### Source passage
* Start *
It think that you could use /proc/BGP-PID/mem in order to read this
duplicated memory of the process with a small tool. For example, gdb
uses this feature to dump the structures of a process.

man procfs
[...]
/proc/curproc/mem the complete virtual address space of the process
[...]

The syntax of the tool could be:
$ bgpdump -P BGP-PID -f /usr/local/sbin/bgpd

For example, the execution flow of bgpdump could be:
1/ bgpdump sends a signal to BGP-PID
2/ bgpd duplicated its memory
3/ bgpdump map the symbols and the adresses of bgpd with /proc/PID/mem
4/ bgpdump reads the duplicated data
5/ bgpdump sends a signal to BGP-PID that can free its duplicated structure
6/ bgpdump dumps this data into a file


> (2) If I make the extensions, would there be any interest in making
> this a part of the quagga distribution? If so, how do u want me to
> proceed? Alternatively, if u guys want to do it, what time frame would
> it take u do it?

If this extension works, I am ready to review it for the Quaggq project.

Regards,
Vincent
Re: Safe, fast BGP table dumps in quagga [ In reply to ]
For example, the execution flow of bgpdump could be:
1/ bgpdump sends a signal to BGP-PID
2/ bgpd duplicated its memory
3/ bgpdump map the symbols and the adresses of bgpd with /proc/PID/mem
4/ bgpdump reads the duplicated data
5/ bgpdump sends a signal to BGP-PID that can free its duplicated structure
6/ bgpdump dumps this data into a file

That looks cool, but /proc is not POSIX, so perhaps instead one should
use standards-based shared memory mapping (or do it the zebra way and
have a general mechanism with multiple backends, like how various
kernel communications are handled).

--
Greg Troxel <gdt@ir.bbn.com>
Re: Safe, fast BGP table dumps in quagga [ In reply to ]
I am curious as to why this needs to eb so complicated? If the command
results in the bgpd calling fork(), the parent can immediately go back to
processing as normal, and the child could then take its time to roam
through its copy of the memory and output whatever is needed, and then
terminate. It's arguably a very simple change to the existing code. What
am I missing?

- Marc

On Thu, 8 Jan 2004, Greg Troxel wrote:

> For example, the execution flow of bgpdump could be:
> 1/ bgpdump sends a signal to BGP-PID
> 2/ bgpd duplicated its memory
> 3/ bgpdump map the symbols and the adresses of bgpd with /proc/PID/mem
> 4/ bgpdump reads the duplicated data
> 5/ bgpdump sends a signal to BGP-PID that can free its duplicated structure
> 6/ bgpdump dumps this data into a file
>
> That looks cool, but /proc is not POSIX, so perhaps instead one should
> use standards-based shared memory mapping (or do it the zebra way and
> have a general mechanism with multiple backends, like how various
> kernel communications are handled).
* End *
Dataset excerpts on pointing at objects
* Start *
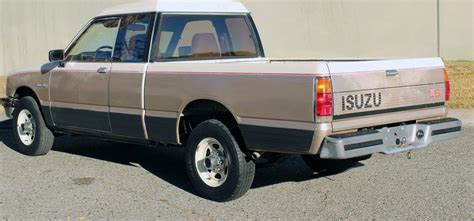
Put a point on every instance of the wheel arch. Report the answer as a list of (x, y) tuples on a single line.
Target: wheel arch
[(200, 110), (25, 91)]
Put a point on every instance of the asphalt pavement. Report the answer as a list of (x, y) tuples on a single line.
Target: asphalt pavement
[(86, 179)]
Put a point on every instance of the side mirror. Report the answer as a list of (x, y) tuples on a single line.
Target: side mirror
[(56, 55)]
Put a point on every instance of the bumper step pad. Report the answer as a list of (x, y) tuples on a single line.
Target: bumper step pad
[(390, 140)]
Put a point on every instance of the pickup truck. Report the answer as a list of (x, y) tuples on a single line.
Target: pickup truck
[(194, 75)]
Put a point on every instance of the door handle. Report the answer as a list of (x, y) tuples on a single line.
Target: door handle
[(102, 70)]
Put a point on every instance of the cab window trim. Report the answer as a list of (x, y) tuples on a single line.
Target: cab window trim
[(248, 22), (150, 34), (153, 20), (83, 31)]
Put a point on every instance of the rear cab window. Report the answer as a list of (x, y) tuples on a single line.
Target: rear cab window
[(200, 37), (132, 39)]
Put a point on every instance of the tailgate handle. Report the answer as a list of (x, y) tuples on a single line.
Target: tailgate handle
[(391, 73)]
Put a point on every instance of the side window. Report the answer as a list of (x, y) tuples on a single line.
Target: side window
[(131, 45), (96, 43), (204, 37)]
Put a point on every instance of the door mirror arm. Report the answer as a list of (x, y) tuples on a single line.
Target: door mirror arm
[(56, 55)]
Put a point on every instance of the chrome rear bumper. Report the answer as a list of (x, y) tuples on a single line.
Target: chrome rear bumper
[(390, 140)]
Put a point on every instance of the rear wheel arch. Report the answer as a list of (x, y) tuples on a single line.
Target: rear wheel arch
[(198, 111)]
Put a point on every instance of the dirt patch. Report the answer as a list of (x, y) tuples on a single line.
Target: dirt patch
[(461, 74), (83, 181)]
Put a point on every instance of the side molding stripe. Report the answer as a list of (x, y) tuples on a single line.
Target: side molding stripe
[(273, 139), (398, 109)]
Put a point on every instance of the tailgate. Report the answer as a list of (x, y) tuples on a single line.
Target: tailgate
[(372, 93)]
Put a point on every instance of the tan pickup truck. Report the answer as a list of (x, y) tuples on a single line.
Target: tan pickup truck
[(194, 74)]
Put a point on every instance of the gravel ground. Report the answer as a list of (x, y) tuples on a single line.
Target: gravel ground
[(88, 179)]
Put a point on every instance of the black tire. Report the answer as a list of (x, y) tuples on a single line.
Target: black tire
[(329, 167), (240, 169), (43, 139)]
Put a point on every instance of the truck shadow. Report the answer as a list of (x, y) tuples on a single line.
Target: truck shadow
[(167, 163)]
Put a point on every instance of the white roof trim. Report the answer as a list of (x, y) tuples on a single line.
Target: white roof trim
[(180, 6)]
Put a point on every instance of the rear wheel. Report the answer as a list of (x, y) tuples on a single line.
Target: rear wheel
[(29, 128), (216, 166)]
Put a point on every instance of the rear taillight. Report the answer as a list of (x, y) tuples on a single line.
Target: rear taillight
[(323, 97), (447, 86)]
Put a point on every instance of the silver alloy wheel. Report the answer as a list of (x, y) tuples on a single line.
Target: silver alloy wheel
[(212, 162), (26, 127)]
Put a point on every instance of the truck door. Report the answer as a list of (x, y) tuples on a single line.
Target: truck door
[(79, 88), (128, 72)]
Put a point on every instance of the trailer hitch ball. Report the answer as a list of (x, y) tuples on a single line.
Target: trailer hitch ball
[(420, 134)]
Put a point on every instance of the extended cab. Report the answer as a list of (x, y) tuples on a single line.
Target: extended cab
[(194, 74)]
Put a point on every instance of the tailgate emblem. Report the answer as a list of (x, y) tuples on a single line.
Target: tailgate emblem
[(391, 73)]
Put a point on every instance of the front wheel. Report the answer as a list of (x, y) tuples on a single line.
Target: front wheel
[(216, 166), (29, 128)]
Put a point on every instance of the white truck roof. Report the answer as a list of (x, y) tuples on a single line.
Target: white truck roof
[(179, 6)]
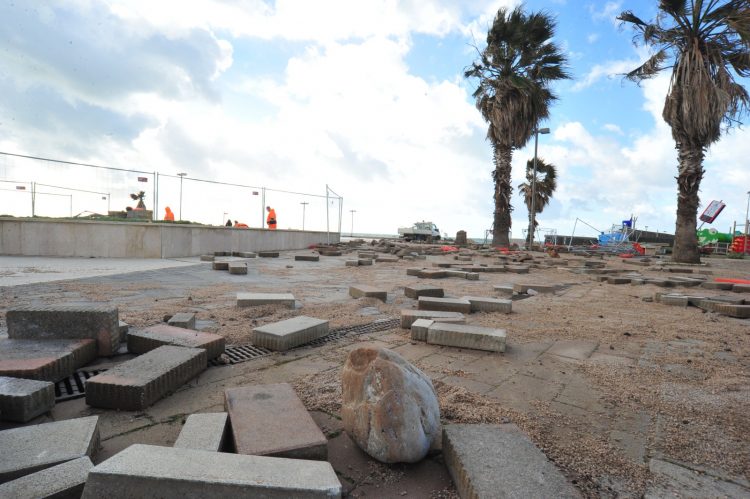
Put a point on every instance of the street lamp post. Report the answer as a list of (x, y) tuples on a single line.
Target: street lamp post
[(532, 222), (181, 175)]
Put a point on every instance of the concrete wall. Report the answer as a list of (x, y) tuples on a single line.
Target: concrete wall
[(142, 240)]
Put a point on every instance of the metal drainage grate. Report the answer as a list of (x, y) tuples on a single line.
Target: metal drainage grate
[(74, 386)]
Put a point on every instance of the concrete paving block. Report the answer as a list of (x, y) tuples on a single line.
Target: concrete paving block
[(140, 382), (29, 449), (462, 336), (492, 461), (204, 431), (64, 481), (409, 316), (253, 299), (444, 304), (270, 420), (365, 291), (487, 304), (169, 473), (283, 335), (97, 322), (22, 400), (419, 329), (416, 290), (144, 340), (185, 320), (47, 360)]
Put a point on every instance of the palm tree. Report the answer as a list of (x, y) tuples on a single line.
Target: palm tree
[(514, 72), (544, 186), (705, 43)]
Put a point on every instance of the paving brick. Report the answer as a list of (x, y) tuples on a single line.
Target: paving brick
[(409, 316), (365, 291), (204, 431), (462, 336), (253, 299), (98, 322), (500, 461), (444, 304), (22, 400), (33, 448), (47, 360), (138, 383), (270, 420), (289, 333), (486, 304), (169, 473), (153, 337), (184, 320), (415, 291)]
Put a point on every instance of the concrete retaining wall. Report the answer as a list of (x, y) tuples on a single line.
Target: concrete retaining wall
[(142, 240)]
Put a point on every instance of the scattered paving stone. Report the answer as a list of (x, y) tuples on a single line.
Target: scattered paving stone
[(444, 304), (486, 459), (462, 336), (29, 449), (205, 431), (281, 336), (22, 400), (254, 299), (365, 291), (169, 473), (97, 322), (270, 420), (47, 360), (138, 383), (144, 340)]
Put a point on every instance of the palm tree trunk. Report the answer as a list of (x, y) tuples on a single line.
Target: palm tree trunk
[(503, 189), (688, 183)]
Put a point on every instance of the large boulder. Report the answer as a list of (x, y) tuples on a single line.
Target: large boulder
[(390, 408)]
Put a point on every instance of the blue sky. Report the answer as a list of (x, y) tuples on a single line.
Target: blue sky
[(367, 97)]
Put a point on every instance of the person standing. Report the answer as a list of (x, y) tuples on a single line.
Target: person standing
[(271, 218)]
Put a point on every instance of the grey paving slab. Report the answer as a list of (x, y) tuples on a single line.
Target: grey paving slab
[(204, 431), (169, 473), (289, 333), (64, 481), (270, 420), (97, 322), (22, 400), (138, 383), (29, 449), (253, 299), (500, 461)]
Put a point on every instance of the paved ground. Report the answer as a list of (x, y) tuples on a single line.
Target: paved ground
[(627, 397)]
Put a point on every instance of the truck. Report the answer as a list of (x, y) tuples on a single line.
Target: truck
[(420, 231)]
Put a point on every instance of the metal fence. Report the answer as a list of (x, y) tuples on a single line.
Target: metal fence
[(44, 187)]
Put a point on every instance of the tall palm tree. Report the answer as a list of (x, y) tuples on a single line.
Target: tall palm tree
[(514, 72), (543, 187), (705, 43)]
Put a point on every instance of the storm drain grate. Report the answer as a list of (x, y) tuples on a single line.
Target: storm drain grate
* End *
### Exercise
Pick up the mailing-list thread on fast BGP table dumps in quagga after its final sentence and keep it going.

### Response to the exercise
>
> --
> Greg Troxel <gdt@ir.bbn.com>
> _______________________________________________
> Quagga-dev mailing list
> Quagga-dev@lists.quagga.net
> http://lists.quagga.net/mailman/listinfo/quagga-dev
>
Re: Safe, fast BGP table dumps in quagga [ In reply to ]
Marc Evans wrote:

>I am curious as to why this needs to eb so complicated? If the command
>results in the bgpd calling fork(), the parent can immediately go back to
>processing as normal, and the child could then take its time to roam
>through its copy of the memory and output whatever is needed, and then
>terminate. It's arguably a very simple change to the existing code. What
>am I missing?
>
>
That is exactly what I said. Gated has been doing EXACTLY this since
times forgotten. Why reinvent the wheel?

>- Marc
>
>On Thu, 8 Jan 2004, Greg Troxel wrote:
>
>
>
>> For example, the execution flow of bgpdump could be:
>> 1/ bgpdump sends a signal to BGP-PID
>> 2/ bgpd duplicated its memory
>> 3/ bgpdump map the symbols and the adresses of bgpd with /proc/PID/mem
>> 4/ bgpdump reads the duplicated data
>> 5/ bgpdump sends a signal to BGP-PID that can free its duplicated structure
>> 6/ bgpdump dumps this data into a file
>>
>>That looks cool, but /proc is not POSIX, so perhaps instead one should
>>use standards-based shared memory mapping (or do it the zebra way and
>>have a general mechanism with multiple backends, like how various
>>kernel communications are handled).
>>
>>--
>> Greg Troxel <gdt@ir.bbn.com>
>>_______________________________________________
>>Quagga-dev mailing list
>>Quagga-dev@lists.quagga.net
>>http://lists.quagga.net/mailman/listinfo/quagga-dev
>>
>>
>>
>_______________________________________________
>Quagga-dev mailing list
>Quagga-dev@lists.quagga.net
>http://lists.quagga.net/mailman/listinfo/quagga-dev
>
>
>
>
Re: Safe, fast BGP table dumps in quagga [ In reply to ]
Aman Shaikh wrote:

>Thx.
>
>I thought about forking. I have only one concern. What happens to the
>socket descriptors for TCP connections in the child process. Should I
>close them in the child process? Would it have impact on the BGP sessions?
>
>
Methinks that you should be able to close them safely.

Question is what to do later.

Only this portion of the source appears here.